PROBLEM REQUIREMENTS
Repeat each of the rows below verbatim, leaving out the pictures.

------------------------------------------------------------------------

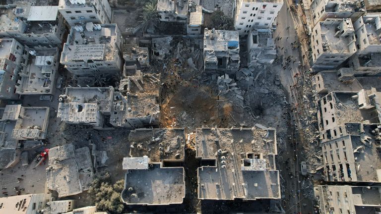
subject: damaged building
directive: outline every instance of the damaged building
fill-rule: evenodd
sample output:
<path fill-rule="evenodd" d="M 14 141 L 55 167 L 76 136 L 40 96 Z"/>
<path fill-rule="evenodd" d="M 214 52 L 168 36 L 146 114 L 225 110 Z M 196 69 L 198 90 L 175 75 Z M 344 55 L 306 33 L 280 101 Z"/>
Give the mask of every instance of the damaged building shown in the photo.
<path fill-rule="evenodd" d="M 128 135 L 122 199 L 126 204 L 182 204 L 185 197 L 184 129 L 137 129 Z"/>
<path fill-rule="evenodd" d="M 276 57 L 275 44 L 270 29 L 250 31 L 247 39 L 248 66 L 271 64 Z"/>
<path fill-rule="evenodd" d="M 159 74 L 143 74 L 121 80 L 114 94 L 110 122 L 116 127 L 138 128 L 158 125 Z"/>
<path fill-rule="evenodd" d="M 60 0 L 58 11 L 71 27 L 90 22 L 109 24 L 112 13 L 107 0 Z"/>
<path fill-rule="evenodd" d="M 314 0 L 310 5 L 313 26 L 326 19 L 350 18 L 354 22 L 366 12 L 361 0 Z"/>
<path fill-rule="evenodd" d="M 72 27 L 60 62 L 78 76 L 119 77 L 123 71 L 123 39 L 116 24 Z"/>
<path fill-rule="evenodd" d="M 381 212 L 379 187 L 319 185 L 314 188 L 321 214 L 378 214 Z"/>
<path fill-rule="evenodd" d="M 25 47 L 29 53 L 27 67 L 18 73 L 16 93 L 21 95 L 53 94 L 60 63 L 57 48 L 35 49 Z"/>
<path fill-rule="evenodd" d="M 113 107 L 114 89 L 109 87 L 67 87 L 60 95 L 57 117 L 72 124 L 83 124 L 96 129 L 106 128 L 105 124 Z"/>
<path fill-rule="evenodd" d="M 165 22 L 187 22 L 188 16 L 187 0 L 158 0 L 156 11 L 159 20 Z"/>
<path fill-rule="evenodd" d="M 240 68 L 238 31 L 204 31 L 204 71 L 234 73 Z"/>
<path fill-rule="evenodd" d="M 274 129 L 197 128 L 198 198 L 280 199 Z"/>
<path fill-rule="evenodd" d="M 349 19 L 327 19 L 311 34 L 313 67 L 334 68 L 356 53 L 356 38 Z"/>
<path fill-rule="evenodd" d="M 240 35 L 254 28 L 272 27 L 283 4 L 283 0 L 238 0 L 234 10 L 234 27 Z"/>
<path fill-rule="evenodd" d="M 48 189 L 59 197 L 76 195 L 90 188 L 94 173 L 90 149 L 75 149 L 72 144 L 50 149 L 46 168 Z"/>
<path fill-rule="evenodd" d="M 30 48 L 62 47 L 66 28 L 58 6 L 17 1 L 2 9 L 0 37 L 11 38 Z"/>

------------------------------------------------------------------------

EXERCISE RESPONSE
subject: damaged building
directive: outline every instance of the damaged building
fill-rule: evenodd
sample output:
<path fill-rule="evenodd" d="M 14 141 L 55 167 L 76 136 L 40 96 Z"/>
<path fill-rule="evenodd" d="M 214 52 L 168 36 L 146 114 L 225 110 Z M 196 69 L 198 90 L 175 75 Z M 344 55 L 306 33 L 280 101 Z"/>
Give the mask of every instance of the damaged building shown in the photo.
<path fill-rule="evenodd" d="M 128 135 L 122 199 L 126 204 L 182 204 L 185 197 L 184 129 L 137 129 Z"/>
<path fill-rule="evenodd" d="M 276 57 L 275 44 L 270 29 L 250 31 L 247 39 L 248 66 L 271 64 Z"/>
<path fill-rule="evenodd" d="M 159 74 L 143 74 L 121 80 L 114 94 L 110 122 L 116 127 L 138 128 L 158 125 Z"/>
<path fill-rule="evenodd" d="M 60 0 L 58 11 L 71 27 L 90 22 L 109 24 L 112 13 L 107 0 Z"/>
<path fill-rule="evenodd" d="M 314 0 L 310 5 L 313 26 L 326 19 L 350 18 L 354 22 L 366 12 L 361 0 Z"/>
<path fill-rule="evenodd" d="M 72 27 L 60 62 L 78 76 L 119 77 L 123 71 L 123 39 L 116 24 Z"/>
<path fill-rule="evenodd" d="M 381 212 L 379 187 L 319 185 L 314 188 L 321 214 L 378 214 Z"/>
<path fill-rule="evenodd" d="M 25 47 L 29 53 L 27 67 L 18 73 L 16 93 L 21 95 L 53 94 L 60 63 L 57 48 L 35 49 Z"/>
<path fill-rule="evenodd" d="M 113 107 L 114 89 L 109 87 L 67 87 L 60 95 L 57 117 L 72 124 L 83 124 L 96 129 L 106 128 L 105 124 Z"/>
<path fill-rule="evenodd" d="M 165 22 L 187 22 L 188 16 L 187 0 L 158 0 L 156 11 L 159 20 Z"/>
<path fill-rule="evenodd" d="M 240 68 L 238 31 L 204 31 L 204 71 L 234 73 Z"/>
<path fill-rule="evenodd" d="M 274 129 L 197 128 L 198 198 L 280 199 Z"/>
<path fill-rule="evenodd" d="M 349 19 L 327 19 L 311 34 L 313 67 L 334 68 L 356 53 L 356 38 Z"/>
<path fill-rule="evenodd" d="M 240 35 L 254 28 L 272 27 L 283 4 L 283 0 L 238 0 L 234 10 L 234 27 Z"/>
<path fill-rule="evenodd" d="M 48 189 L 59 197 L 76 195 L 90 188 L 94 173 L 90 149 L 75 149 L 72 144 L 50 149 L 46 168 Z"/>
<path fill-rule="evenodd" d="M 30 48 L 62 47 L 66 28 L 58 6 L 17 1 L 2 9 L 0 37 L 11 38 Z"/>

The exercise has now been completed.